▸ Provided passage:
===

Morgan Seger: (07:50)
Sure. So if you were talking to a grower, if you're a grower listening to this, where's kind of that first place you would recommend they start if they wanted to start improving their soil health?
John Smith: (08:00)
So reducing the amount of tillage that they're doing, that would be the first step. The second step would be trying to plant cover crops where feasible. You may not be able to plant a cover crop on every acre, every year. I drive around the countryside and I see wheat stubble fields, that there's nothing but weeds growing in when September rolls around. That's a bad deal. I mean, clearly that's an easy place if you're not going to double crop soybeans, we need to get a cover crop established in those fields. We can do a lot of good because July, August, September, you got three really good growing months in the fall on wheat stubble fields and plus the spring, cereal rye becomes a default product and in a corn-soybean rotation, because we get harvest delays and we get to seeding cover crops till November, cereal rye becomes the winner as far as a cover crop to plant late. But those are probably the two things I would take a serious look at if I was going to tell a grower to change.
Morgan Seger: (09:12)
Okay. And so knowing that it's not going to be an instant gratification thing, how can growers benchmark their actions to know if they're doing any good?
John Smith: (09:24)
That goes back to my point about it not being an instant gratification event. I think you have to wait and see and when you plant and you get that great big rain, if you've done less tillage and you've had a cover crop and all of a sudden that field that used to crust didn't crust, and I get a good stand when I get that pounding rain following planning before emergence, right? You and I have been through the seed business together, right? And you always have re-plant claims and it's all about the crust, right? We've seen that our clay soils, I want to do that if I can increase the organic matter in those sources.
John Smith: (10:10)
So, that would be one clear thing and then the other piece would be those yellow, white clays that we have and a lot of times they're on the eroded portions of a field when July comes around and they're like rock solid and the rain comes and it just rolls down the hillside because that clay is so impermeable to the water. As we're making progress improving soil health, is that soil becoming a little bit more permeable and the water percolates down into that profile as opposed to that first two tenths of an inch of rain wanting to roll on down the hillside rather than percolate down into the soil profile. Those are a couple of things I would look at as kind of measurements and in a real-world scenario.
Morgan Seger: (10:56)

===

▸ Listed records:
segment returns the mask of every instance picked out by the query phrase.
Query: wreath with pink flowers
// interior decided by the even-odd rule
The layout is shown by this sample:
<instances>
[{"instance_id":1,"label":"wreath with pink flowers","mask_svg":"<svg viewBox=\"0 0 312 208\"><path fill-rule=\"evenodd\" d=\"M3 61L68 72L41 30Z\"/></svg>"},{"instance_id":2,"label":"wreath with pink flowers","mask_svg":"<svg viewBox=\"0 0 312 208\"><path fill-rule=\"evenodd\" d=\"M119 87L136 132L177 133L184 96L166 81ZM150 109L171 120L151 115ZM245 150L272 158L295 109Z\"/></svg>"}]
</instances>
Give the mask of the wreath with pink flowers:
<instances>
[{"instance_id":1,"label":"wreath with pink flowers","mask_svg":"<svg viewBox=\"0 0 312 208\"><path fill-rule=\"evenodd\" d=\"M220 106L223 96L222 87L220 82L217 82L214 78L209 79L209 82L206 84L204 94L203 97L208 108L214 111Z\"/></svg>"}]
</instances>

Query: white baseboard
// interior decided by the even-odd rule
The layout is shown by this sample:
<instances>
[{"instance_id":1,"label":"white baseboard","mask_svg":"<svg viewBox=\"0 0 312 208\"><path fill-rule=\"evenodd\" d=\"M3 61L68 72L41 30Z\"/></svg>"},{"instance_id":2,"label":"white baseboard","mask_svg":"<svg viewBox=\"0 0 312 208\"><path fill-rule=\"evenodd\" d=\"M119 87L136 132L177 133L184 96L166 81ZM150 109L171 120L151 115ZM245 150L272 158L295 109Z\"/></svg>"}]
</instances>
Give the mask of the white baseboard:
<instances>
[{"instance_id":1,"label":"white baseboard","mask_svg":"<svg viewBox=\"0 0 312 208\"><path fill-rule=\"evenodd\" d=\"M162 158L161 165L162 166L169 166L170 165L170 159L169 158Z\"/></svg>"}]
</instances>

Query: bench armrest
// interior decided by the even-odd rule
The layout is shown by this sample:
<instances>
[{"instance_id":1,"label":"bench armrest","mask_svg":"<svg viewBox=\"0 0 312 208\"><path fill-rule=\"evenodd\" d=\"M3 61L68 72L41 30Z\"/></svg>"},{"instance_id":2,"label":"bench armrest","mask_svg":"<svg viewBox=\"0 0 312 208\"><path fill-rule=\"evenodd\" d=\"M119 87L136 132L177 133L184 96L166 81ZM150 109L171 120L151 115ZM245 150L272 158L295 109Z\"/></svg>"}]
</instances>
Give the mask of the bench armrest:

===

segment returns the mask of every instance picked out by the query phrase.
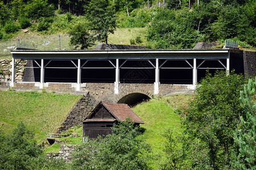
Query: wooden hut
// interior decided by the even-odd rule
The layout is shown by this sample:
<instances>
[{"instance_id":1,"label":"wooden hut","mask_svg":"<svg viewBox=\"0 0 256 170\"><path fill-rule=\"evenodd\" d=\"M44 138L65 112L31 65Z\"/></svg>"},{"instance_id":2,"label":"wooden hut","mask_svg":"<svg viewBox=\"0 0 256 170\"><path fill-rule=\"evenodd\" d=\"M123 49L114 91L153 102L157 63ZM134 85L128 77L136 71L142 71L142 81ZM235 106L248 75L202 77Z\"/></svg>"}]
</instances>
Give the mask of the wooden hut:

===

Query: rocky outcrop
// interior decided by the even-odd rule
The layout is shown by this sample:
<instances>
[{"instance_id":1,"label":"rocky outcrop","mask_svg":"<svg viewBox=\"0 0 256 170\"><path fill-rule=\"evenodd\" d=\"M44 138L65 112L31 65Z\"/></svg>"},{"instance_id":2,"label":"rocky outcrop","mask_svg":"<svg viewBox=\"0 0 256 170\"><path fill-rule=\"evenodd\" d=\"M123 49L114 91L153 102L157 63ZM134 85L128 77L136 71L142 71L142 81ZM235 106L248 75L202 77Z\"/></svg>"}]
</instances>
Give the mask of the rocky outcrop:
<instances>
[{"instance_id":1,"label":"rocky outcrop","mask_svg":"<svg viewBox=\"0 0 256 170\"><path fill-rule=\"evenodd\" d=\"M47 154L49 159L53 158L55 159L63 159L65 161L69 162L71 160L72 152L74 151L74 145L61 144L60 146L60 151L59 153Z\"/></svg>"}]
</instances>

===

▸ Exercises to complete:
1 – Can you reproduce the soil health interview word for word, starting at the words "John Smith: (09:24)" and stopping after "John Smith: (10:10)"?
2 – What comes next in the soil health interview? Write the following part, picking up right after its last line.

▸ Answer set:
1 –
John Smith: (09:24)
That goes back to my point about it not being an instant gratification event. I think you have to wait and see and when you plant and you get that great big rain, if you've done less tillage and you've had a cover crop and all of a sudden that field that used to crust didn't crust, and I get a good stand when I get that pounding rain following planning before emergence, right? You and I have been through the seed business together, right? And you always have re-plant claims and it's all about the crust, right? We've seen that our clay soils, I want to do that if I can increase the organic matter in those sources.
John Smith: (10:10)

2 –
Got you. So a personal question if you don't mind me asking, how did you decide or get interested in making this change from being a very technical agronomist to working on the e-business side and working with crop models and other digital tools?
John Smith: (11:15)
Oh, so that's a $64 million question. So, I think because I have always taken a very wide view of things, I originally got put on their back when we first started the field forecasting tool, I was in the first real meeting in Minneapolis and Randy Brown made the joke that he needed a cynic. I said, this could work. He probably thought that was okay and it could work. And the group at Winfield was a great group and that there were no egos in the room. Mike Vandalot came into the room and he wanted to hear from the guy that started yesterday, just as much as he wanted to hear somebody with 30 years of experience. Everybody checked their egos at the door and you were in some of those meetings, we had some knockdown, drag-out fights, we got arguments, we got mad at one another, we laughed and we went and had dinner and had a couple of drinks together and everybody was okay but we got a lot accomplished because of that.
John Smith: (12:22)
And I just saw the potential as we talk about some of these things that the environmental impact of agriculture, we can front load enough nitrogen in March to support a 300 bushel corn crop from an environmental standpoint, from an economic standpoint, we can't do that. So the modeling piece – and you and I have sat through models and done projections – but these in-season applications of nitrogen are just incredible, what we can accomplish with those. As an agronomist, if you told me you're going to put nitrogen on corn that had brown silt 15 years ago, I would've said you're nuts and now we need to do more of that. It works.
John Smith: (13:09)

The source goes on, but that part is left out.